> _Stored data entries_
——————
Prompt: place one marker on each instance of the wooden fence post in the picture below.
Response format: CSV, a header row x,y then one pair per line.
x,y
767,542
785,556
——————
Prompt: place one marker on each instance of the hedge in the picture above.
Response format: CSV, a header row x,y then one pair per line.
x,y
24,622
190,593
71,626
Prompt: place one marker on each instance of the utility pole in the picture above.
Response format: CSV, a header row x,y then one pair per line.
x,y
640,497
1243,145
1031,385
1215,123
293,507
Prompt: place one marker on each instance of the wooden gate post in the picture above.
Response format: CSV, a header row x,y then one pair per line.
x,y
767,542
——————
> _What this task involves_
Every line that holds the word "wooden" should be copied from the records above.

> _Solution_
Prompt: place one marker on each instance of the wooden fence post in the picture below.
Prompt: place one marker on each instance of the wooden gate post in the picture above.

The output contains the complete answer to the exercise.